#### Exercise prompt
Could you reproduce the line where "box: [1, 52, 148, 96]" occurs and all lines after it in the listing below, through the final one, without changing anything?

------------------------

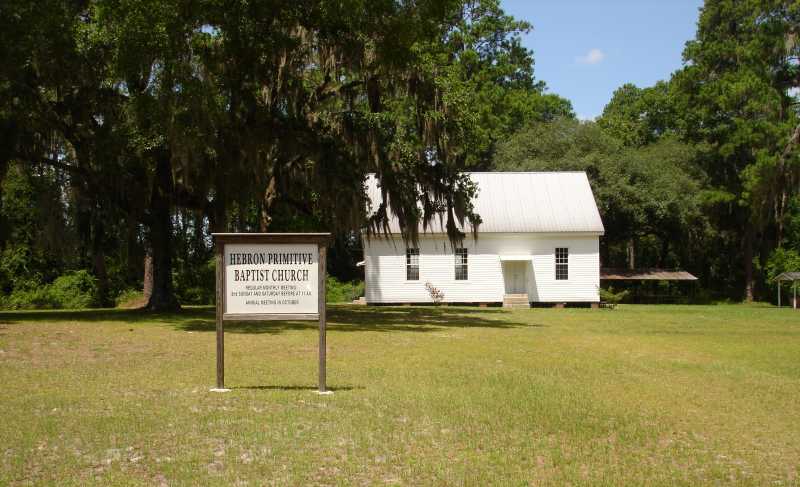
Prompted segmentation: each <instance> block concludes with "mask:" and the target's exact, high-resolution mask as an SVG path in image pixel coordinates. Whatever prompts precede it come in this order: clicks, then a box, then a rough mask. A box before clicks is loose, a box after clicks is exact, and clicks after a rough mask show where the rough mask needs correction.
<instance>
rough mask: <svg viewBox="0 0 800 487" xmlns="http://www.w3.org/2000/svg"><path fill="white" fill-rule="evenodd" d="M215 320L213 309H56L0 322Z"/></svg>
mask: <svg viewBox="0 0 800 487" xmlns="http://www.w3.org/2000/svg"><path fill="white" fill-rule="evenodd" d="M207 318H210V319H212V320H213V319H214V307H213V306H187V307H184V308H182V309H181V310H180V311H177V312H171V313H155V312H152V311H148V310H145V309H119V308H97V309H58V310H25V311H2V312H0V322H2V323H3V324H18V323H25V322H42V321H44V322H59V321H61V322H63V321H82V322H101V321H107V322H114V321H124V322H126V323H144V322H162V323H175V322H181V321H189V320H192V319H207Z"/></svg>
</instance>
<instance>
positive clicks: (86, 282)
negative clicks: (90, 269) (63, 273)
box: [49, 270, 98, 309]
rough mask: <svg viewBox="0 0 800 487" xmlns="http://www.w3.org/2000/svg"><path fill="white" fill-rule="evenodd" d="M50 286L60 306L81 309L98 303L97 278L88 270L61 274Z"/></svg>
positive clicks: (49, 286) (90, 307)
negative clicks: (63, 274)
mask: <svg viewBox="0 0 800 487" xmlns="http://www.w3.org/2000/svg"><path fill="white" fill-rule="evenodd" d="M49 288H50V293H51V294H52V296H53V299H54V301H55V302H57V303H58V304H59V306H58V307H59V308H66V309H81V308H91V307H92V306H96V305H97V300H98V288H97V279H96V278H95V277H94V276H92V275H91V274H90V273H89V272H88V271H86V270H79V271H74V272H68V273H67V274H64V275H63V276H59V277H58V278H56V280H55V281H53V283H52V284H50V286H49Z"/></svg>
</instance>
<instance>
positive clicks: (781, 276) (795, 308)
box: [775, 272, 800, 309]
mask: <svg viewBox="0 0 800 487" xmlns="http://www.w3.org/2000/svg"><path fill="white" fill-rule="evenodd" d="M775 280H776V281H778V307H779V308H780V306H781V283H782V282H783V281H789V282H791V283H792V289H793V290H794V294H793V296H792V307H793V308H794V309H797V284H796V283H797V281H800V272H784V273H782V274H779V275H778V276H776V277H775Z"/></svg>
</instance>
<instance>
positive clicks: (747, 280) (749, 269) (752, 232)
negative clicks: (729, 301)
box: [743, 222, 755, 303]
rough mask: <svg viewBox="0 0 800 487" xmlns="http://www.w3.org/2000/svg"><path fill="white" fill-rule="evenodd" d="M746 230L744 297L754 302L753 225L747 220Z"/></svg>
mask: <svg viewBox="0 0 800 487" xmlns="http://www.w3.org/2000/svg"><path fill="white" fill-rule="evenodd" d="M745 225H746V227H745V231H744V242H743V246H744V249H743V250H744V252H743V254H744V299H745V301H747V302H748V303H752V302H753V298H754V287H755V279H754V277H753V225H752V224H751V223H750V222H747V223H746V224H745Z"/></svg>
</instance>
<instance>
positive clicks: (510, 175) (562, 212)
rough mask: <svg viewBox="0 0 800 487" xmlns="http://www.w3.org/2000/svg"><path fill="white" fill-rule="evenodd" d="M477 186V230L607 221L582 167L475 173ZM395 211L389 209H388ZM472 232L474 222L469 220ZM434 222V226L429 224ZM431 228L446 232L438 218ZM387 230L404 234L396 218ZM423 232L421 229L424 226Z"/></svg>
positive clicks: (508, 229) (397, 232)
mask: <svg viewBox="0 0 800 487" xmlns="http://www.w3.org/2000/svg"><path fill="white" fill-rule="evenodd" d="M468 174H469V176H470V178H471V179H472V181H474V182H475V183H476V184H477V185H478V195H477V197H476V198H475V201H474V202H473V203H474V205H475V212H476V213H477V214H478V215H480V217H481V220H482V221H483V223H481V225H480V227H479V232H489V233H531V232H536V233H560V232H585V233H599V234H601V233H603V232H604V229H603V222H602V221H601V220H600V212H598V211H597V205H596V204H595V201H594V195H593V194H592V188H591V186H589V179H588V178H587V177H586V173H584V172H473V173H468ZM367 194H368V196H369V198H370V200H371V201H372V206H373V208H375V207H377V206H378V204H380V202H381V193H380V188H379V187H378V184H377V180H376V178H375V177H374V176H372V175H370V176H369V177H368V179H367ZM390 213H391V212H390ZM465 226H466V228H463V229H462V230H463V231H464V232H469V231H470V230H471V227H470V225H469V223H466V222H465ZM431 227H432V228H431ZM431 227H429V228H428V232H429V233H445V231H444V229H443V228H442V225H439V222H438V221H435V222H433V223H432V225H431ZM389 230H390V232H391V233H400V226H399V225H398V223H397V220H396V219H392V221H391V223H390V225H389ZM420 232H422V228H420Z"/></svg>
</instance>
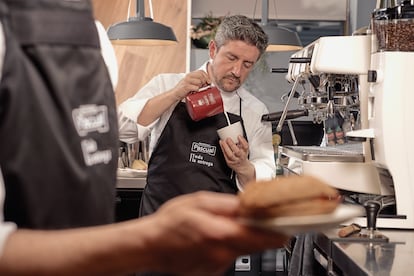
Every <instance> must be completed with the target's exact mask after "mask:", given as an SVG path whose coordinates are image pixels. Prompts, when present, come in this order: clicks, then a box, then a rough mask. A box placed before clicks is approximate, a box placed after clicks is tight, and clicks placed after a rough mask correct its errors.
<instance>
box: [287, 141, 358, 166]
mask: <svg viewBox="0 0 414 276" xmlns="http://www.w3.org/2000/svg"><path fill="white" fill-rule="evenodd" d="M280 150H281V153H282V154H283V155H286V156H290V157H294V158H297V159H300V160H303V161H310V162H312V161H313V162H364V160H365V159H364V154H363V147H362V143H346V144H343V145H336V146H328V147H320V146H283V147H280Z"/></svg>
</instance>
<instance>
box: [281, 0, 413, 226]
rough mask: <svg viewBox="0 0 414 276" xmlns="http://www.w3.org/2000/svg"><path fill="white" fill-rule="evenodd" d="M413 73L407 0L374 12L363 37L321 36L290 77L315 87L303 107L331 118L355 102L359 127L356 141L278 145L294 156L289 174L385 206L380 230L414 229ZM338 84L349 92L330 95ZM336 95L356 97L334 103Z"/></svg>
mask: <svg viewBox="0 0 414 276" xmlns="http://www.w3.org/2000/svg"><path fill="white" fill-rule="evenodd" d="M412 2H413V1H412ZM413 76H414V7H413V3H411V2H410V1H403V2H402V3H400V4H398V5H396V6H394V7H385V8H384V7H377V9H376V10H375V11H374V12H373V15H372V23H371V26H370V28H369V29H368V31H367V33H366V34H364V35H355V36H335V37H321V38H320V39H318V40H316V41H315V42H313V43H311V44H310V45H308V46H306V47H304V48H303V49H302V50H301V51H298V52H297V53H295V54H294V55H292V58H291V62H290V65H289V70H288V74H287V76H286V78H287V80H288V81H290V82H294V84H295V83H297V82H301V81H302V82H303V80H308V81H309V83H311V85H310V88H309V89H308V91H306V92H302V94H301V97H302V98H301V97H300V98H299V100H301V99H302V102H300V103H301V104H302V107H303V108H305V109H308V110H309V113H313V114H315V115H314V116H315V117H316V118H318V120H319V118H322V120H326V119H327V118H329V116H330V114H332V110H333V112H336V111H340V112H343V110H352V109H353V108H355V105H358V106H359V109H358V112H359V126H358V128H353V129H352V130H351V131H348V132H347V133H346V136H347V137H348V138H349V140H352V141H359V142H351V143H347V144H346V145H335V146H332V147H323V146H322V147H317V148H313V147H312V148H310V147H281V149H280V151H281V153H280V155H281V156H284V157H287V159H289V161H288V162H286V163H287V166H286V168H287V171H290V172H293V173H297V174H312V175H315V176H318V177H320V178H322V179H323V180H325V181H327V182H328V183H330V184H331V185H332V186H334V187H336V188H338V189H340V190H342V191H345V192H347V193H349V194H352V193H354V194H356V195H357V197H358V200H357V202H358V203H361V204H364V201H369V202H372V200H374V201H377V202H379V204H380V207H381V209H389V210H386V211H387V212H380V214H379V216H378V220H377V221H376V226H377V227H379V228H402V229H414V200H413V198H414V183H413V182H414V160H413V157H414V147H413V146H412V145H411V143H412V142H411V141H412V138H413V137H414V108H413V106H412V103H411V99H412V96H411V94H412V93H413V89H412V77H413ZM355 80H356V81H355ZM338 82H339V83H342V84H343V85H342V86H343V87H348V88H349V89H348V90H346V89H339V93H331V91H332V90H331V89H330V87H332V85H331V84H332V83H338ZM343 90H346V91H345V92H347V93H348V94H347V93H344V91H343ZM354 90H356V91H357V94H358V97H355V95H354V94H355V93H354V92H355V91H354ZM334 92H338V91H334ZM324 97H325V98H324ZM335 97H337V98H335ZM338 97H339V98H341V97H342V98H347V99H349V98H350V97H352V98H351V99H353V100H352V101H349V100H346V101H345V100H342V101H337V100H336V99H338ZM339 103H343V104H339ZM341 110H342V111H341ZM390 206H391V208H388V207H390ZM384 207H386V208H384ZM388 211H389V212H388ZM355 223H358V224H360V225H365V224H366V223H367V220H366V218H357V219H356V220H355Z"/></svg>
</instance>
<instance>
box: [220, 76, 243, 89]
mask: <svg viewBox="0 0 414 276" xmlns="http://www.w3.org/2000/svg"><path fill="white" fill-rule="evenodd" d="M216 83H217V86H218V87H219V88H220V89H221V90H222V91H224V92H233V91H234V90H237V89H238V88H239V87H240V86H241V81H240V78H238V77H236V76H234V75H233V74H229V75H226V76H224V77H222V78H220V79H218V80H217V81H216Z"/></svg>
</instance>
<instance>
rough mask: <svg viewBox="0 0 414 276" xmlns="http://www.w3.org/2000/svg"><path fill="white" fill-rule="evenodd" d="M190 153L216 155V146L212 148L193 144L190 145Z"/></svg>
mask: <svg viewBox="0 0 414 276" xmlns="http://www.w3.org/2000/svg"><path fill="white" fill-rule="evenodd" d="M191 151H192V152H199V153H207V154H208V155H211V156H215V155H216V146H212V145H209V144H206V143H200V142H193V144H192V145H191Z"/></svg>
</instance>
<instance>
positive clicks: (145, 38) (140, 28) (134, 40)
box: [108, 0, 177, 46]
mask: <svg viewBox="0 0 414 276" xmlns="http://www.w3.org/2000/svg"><path fill="white" fill-rule="evenodd" d="M136 8H137V14H136V16H135V17H130V18H129V19H128V21H124V22H120V23H116V24H114V25H112V26H110V27H109V29H108V37H109V39H110V40H111V41H112V43H113V44H120V45H143V46H156V45H172V44H175V43H176V42H177V38H176V37H175V35H174V32H173V31H172V29H171V28H170V27H168V26H165V25H163V24H160V23H156V22H154V21H153V20H152V18H149V17H145V6H144V0H137V1H136Z"/></svg>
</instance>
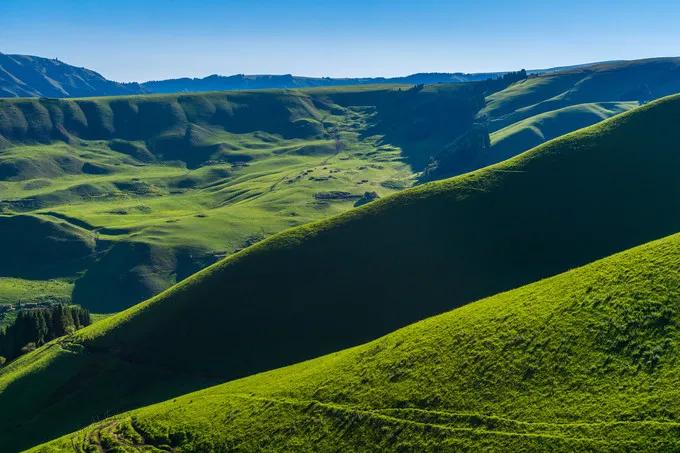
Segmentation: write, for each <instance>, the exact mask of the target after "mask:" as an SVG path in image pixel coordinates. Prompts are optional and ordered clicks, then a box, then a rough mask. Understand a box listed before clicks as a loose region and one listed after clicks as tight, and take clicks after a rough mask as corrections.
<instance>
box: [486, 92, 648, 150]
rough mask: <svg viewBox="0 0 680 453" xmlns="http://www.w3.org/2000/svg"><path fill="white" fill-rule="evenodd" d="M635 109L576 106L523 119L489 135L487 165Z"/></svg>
mask: <svg viewBox="0 0 680 453" xmlns="http://www.w3.org/2000/svg"><path fill="white" fill-rule="evenodd" d="M635 107H638V102H636V101H632V102H599V103H590V104H577V105H570V106H568V107H564V108H560V109H557V110H553V111H550V112H546V113H541V114H538V115H535V116H532V117H529V118H526V119H523V120H521V121H518V122H516V123H513V124H511V125H509V126H507V127H504V128H503V129H500V130H498V131H495V132H493V133H492V134H490V143H491V149H490V151H489V154H490V158H491V160H490V162H494V163H495V162H500V161H502V160H505V159H507V158H509V157H512V156H514V155H516V154H517V152H518V151H519V150H527V149H531V148H534V147H536V146H538V145H540V144H541V143H544V142H547V141H548V140H552V139H554V138H557V137H559V136H561V135H564V134H568V133H569V132H572V131H575V130H578V129H581V128H584V127H587V126H591V125H593V124H596V123H599V122H600V121H603V120H606V119H607V118H610V117H612V116H614V115H618V114H619V113H623V112H627V111H628V110H631V109H633V108H635Z"/></svg>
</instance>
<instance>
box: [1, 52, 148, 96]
mask: <svg viewBox="0 0 680 453" xmlns="http://www.w3.org/2000/svg"><path fill="white" fill-rule="evenodd" d="M142 92H143V91H142V88H141V87H140V86H139V85H138V84H136V83H118V82H112V81H110V80H107V79H105V78H104V77H102V76H101V75H100V74H98V73H96V72H94V71H92V70H89V69H86V68H78V67H75V66H71V65H68V64H66V63H63V62H61V61H59V60H56V59H48V58H41V57H35V56H31V55H6V54H3V53H1V52H0V98H3V97H25V96H49V97H69V96H111V95H121V94H137V93H142Z"/></svg>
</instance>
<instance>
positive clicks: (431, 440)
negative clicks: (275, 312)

------------------------

#### Reply to the task
box: [1, 52, 148, 96]
mask: <svg viewBox="0 0 680 453" xmlns="http://www.w3.org/2000/svg"><path fill="white" fill-rule="evenodd" d="M142 92H143V91H142V88H141V87H140V86H139V85H138V84H136V83H118V82H112V81H110V80H107V79H105V78H104V77H102V76H101V75H100V74H98V73H96V72H94V71H92V70H89V69H86V68H78V67H75V66H71V65H68V64H66V63H63V62H61V61H59V60H56V59H48V58H41V57H35V56H31V55H6V54H3V53H1V52H0V98H3V97H25V96H49V97H69V96H111V95H121V94H137V93H142Z"/></svg>
</instance>
<instance>
positive clicks: (431, 440)
negative clicks: (275, 312)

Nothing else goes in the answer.